■ WHAT THE TASK ASKS
Below are the entries; return every line among them that holds the word "white".

■ DATASET CONTENT

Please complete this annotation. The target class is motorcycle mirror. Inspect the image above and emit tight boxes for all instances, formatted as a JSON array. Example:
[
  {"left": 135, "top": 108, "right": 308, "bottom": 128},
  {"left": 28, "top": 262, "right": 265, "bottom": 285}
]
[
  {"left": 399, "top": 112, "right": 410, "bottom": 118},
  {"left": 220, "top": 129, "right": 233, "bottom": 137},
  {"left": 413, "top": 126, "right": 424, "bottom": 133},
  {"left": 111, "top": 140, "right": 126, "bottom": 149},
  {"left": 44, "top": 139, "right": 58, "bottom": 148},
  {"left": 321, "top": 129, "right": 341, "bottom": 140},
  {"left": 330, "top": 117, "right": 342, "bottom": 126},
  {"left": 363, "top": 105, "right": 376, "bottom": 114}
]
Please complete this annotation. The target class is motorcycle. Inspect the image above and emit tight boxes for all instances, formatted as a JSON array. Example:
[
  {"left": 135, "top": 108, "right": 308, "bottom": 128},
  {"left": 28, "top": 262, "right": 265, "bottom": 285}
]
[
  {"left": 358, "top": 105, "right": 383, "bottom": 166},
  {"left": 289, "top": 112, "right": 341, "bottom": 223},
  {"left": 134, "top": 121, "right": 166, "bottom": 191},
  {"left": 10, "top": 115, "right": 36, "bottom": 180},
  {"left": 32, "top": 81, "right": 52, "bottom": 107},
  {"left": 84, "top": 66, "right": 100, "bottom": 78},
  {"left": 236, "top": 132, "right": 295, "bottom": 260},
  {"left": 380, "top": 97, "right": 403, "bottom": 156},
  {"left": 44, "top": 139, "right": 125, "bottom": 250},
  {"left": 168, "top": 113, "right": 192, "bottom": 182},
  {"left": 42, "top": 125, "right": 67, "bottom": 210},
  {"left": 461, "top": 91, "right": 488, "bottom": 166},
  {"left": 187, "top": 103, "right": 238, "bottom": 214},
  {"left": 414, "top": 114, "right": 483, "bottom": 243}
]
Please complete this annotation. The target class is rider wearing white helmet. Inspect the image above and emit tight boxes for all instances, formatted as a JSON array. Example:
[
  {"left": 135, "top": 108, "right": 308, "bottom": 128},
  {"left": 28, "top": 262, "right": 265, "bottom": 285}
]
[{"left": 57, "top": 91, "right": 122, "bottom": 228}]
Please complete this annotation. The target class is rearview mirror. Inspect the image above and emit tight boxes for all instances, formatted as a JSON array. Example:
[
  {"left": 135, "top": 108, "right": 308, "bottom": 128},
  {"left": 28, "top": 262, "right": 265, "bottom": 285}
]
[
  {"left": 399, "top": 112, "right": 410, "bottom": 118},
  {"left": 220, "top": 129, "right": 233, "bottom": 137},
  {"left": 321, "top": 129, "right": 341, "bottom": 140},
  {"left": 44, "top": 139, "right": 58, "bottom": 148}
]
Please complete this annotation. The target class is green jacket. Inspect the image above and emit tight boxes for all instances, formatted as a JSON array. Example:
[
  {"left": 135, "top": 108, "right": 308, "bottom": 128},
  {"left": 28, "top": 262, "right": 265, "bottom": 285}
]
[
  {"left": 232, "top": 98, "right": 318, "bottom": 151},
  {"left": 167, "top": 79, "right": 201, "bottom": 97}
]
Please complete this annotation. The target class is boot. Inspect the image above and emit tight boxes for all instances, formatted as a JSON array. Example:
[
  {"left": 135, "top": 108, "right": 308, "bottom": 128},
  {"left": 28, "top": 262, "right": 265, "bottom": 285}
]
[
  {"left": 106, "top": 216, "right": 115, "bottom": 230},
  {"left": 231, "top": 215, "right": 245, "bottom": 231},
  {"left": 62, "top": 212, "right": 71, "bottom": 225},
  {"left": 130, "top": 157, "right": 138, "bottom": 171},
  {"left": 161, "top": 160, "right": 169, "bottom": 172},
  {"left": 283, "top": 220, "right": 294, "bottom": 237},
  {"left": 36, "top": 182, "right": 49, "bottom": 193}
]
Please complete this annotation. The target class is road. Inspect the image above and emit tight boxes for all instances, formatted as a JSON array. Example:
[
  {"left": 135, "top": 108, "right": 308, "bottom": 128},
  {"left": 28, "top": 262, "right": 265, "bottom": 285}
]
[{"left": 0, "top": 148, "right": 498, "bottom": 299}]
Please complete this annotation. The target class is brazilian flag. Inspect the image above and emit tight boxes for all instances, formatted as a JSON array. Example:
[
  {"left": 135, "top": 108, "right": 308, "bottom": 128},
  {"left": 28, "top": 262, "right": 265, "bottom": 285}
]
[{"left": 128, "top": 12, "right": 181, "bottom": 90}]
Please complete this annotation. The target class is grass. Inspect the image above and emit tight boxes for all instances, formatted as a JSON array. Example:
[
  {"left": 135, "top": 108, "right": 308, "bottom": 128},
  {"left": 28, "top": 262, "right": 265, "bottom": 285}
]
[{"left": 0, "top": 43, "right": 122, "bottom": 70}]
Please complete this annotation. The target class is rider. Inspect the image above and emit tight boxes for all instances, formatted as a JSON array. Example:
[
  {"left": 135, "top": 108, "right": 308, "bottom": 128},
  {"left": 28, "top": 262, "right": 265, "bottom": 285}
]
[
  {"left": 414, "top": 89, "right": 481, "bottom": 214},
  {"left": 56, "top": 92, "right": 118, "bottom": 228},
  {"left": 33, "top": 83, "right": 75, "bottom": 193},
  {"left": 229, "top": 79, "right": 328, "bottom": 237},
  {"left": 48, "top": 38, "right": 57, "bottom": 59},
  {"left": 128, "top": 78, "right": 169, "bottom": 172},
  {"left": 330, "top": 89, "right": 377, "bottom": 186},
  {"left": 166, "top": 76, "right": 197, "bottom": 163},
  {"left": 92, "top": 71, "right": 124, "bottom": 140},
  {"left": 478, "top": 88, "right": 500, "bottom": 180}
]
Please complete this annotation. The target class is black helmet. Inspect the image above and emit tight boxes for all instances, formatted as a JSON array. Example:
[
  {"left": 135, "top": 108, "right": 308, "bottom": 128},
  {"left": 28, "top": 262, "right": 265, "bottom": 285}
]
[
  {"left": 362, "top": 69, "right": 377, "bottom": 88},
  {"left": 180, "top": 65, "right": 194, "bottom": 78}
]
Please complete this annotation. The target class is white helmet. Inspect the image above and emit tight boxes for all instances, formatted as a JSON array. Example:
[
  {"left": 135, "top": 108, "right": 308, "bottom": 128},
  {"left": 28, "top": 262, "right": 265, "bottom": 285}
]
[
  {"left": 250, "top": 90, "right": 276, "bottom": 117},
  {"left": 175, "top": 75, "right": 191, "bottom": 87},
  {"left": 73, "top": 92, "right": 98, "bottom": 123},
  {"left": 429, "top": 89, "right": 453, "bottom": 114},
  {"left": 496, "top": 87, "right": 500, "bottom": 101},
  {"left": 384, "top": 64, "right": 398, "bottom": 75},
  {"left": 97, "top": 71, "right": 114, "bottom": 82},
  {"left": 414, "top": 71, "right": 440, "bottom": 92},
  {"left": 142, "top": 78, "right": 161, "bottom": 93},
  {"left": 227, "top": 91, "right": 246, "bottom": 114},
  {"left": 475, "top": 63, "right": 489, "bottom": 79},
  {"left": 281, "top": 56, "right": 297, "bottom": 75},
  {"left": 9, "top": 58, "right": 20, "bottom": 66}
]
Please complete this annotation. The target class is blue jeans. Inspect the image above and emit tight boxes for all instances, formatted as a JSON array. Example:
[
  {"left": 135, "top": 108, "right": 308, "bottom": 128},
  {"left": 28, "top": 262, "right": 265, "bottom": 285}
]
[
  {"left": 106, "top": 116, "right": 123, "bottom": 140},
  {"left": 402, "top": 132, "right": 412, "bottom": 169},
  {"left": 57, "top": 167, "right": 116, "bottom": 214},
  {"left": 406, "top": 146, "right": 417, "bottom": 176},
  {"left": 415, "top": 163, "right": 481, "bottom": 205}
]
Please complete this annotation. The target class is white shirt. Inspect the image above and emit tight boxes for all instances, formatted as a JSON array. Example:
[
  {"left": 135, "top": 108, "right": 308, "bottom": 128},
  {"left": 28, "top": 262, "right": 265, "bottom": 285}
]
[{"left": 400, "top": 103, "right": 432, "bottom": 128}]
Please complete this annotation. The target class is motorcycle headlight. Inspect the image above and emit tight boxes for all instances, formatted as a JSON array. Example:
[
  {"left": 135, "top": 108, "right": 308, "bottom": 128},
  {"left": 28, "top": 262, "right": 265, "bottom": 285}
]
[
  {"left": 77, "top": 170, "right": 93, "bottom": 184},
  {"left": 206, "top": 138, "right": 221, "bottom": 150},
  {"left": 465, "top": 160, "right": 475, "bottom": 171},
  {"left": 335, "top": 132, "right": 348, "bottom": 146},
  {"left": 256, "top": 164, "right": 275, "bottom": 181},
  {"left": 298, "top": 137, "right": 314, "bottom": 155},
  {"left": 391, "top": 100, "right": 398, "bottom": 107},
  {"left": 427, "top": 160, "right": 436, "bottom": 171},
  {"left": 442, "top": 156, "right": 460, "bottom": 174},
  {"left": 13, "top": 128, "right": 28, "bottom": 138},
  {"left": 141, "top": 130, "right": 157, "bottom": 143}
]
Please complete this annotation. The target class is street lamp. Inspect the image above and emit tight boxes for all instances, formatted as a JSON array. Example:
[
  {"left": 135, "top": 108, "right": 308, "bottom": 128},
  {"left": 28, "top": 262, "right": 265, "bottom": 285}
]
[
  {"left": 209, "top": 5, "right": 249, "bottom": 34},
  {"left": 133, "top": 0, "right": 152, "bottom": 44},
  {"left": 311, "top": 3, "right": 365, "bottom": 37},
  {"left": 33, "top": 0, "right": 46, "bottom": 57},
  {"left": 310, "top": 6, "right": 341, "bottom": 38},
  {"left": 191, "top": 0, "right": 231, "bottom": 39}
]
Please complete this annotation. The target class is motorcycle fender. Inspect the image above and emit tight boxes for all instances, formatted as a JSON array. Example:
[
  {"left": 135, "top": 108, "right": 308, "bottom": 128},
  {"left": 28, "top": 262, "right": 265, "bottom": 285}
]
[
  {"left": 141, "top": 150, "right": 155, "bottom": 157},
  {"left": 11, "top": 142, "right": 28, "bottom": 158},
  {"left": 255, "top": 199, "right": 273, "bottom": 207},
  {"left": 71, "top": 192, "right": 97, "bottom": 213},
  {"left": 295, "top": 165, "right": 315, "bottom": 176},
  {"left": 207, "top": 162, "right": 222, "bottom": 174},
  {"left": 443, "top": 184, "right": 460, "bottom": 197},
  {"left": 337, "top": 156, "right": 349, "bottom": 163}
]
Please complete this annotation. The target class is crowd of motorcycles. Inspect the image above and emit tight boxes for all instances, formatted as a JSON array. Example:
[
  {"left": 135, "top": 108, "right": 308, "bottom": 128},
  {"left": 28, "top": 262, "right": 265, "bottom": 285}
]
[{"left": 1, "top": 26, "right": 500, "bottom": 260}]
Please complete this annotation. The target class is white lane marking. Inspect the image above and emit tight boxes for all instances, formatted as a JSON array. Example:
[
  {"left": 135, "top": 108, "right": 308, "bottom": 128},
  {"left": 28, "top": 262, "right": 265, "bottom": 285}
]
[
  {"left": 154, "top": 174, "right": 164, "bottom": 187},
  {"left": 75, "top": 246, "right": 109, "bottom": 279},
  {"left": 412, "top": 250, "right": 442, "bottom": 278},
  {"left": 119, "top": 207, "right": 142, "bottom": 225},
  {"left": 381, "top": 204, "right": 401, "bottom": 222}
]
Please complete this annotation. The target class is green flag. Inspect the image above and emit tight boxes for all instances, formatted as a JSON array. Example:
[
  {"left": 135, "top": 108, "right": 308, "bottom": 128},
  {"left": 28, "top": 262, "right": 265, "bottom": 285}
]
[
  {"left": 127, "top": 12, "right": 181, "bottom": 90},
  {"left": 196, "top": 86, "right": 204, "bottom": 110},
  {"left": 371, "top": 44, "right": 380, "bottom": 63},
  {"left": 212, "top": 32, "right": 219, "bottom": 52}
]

■ WRITTEN ANSWER
Please complete this annotation. The target class is rider wearing white helmet. Inspect the image above and emit tight boxes for all instances, formatted as a JSON array. Example:
Please complete this annotation. The target class is white helmet. Inspect the image above and emit tight boxes for all instances, formatted as a JSON array. Example:
Please complete this annotation. The target class is white shirt. Inspect the image above and emit tight boxes for all instances, formatted as a JSON array. Example:
Please complete this annotation. The target class is white lane marking. Inspect the image above and emit tight boxes for all instances, formatted as a JSON array. Example:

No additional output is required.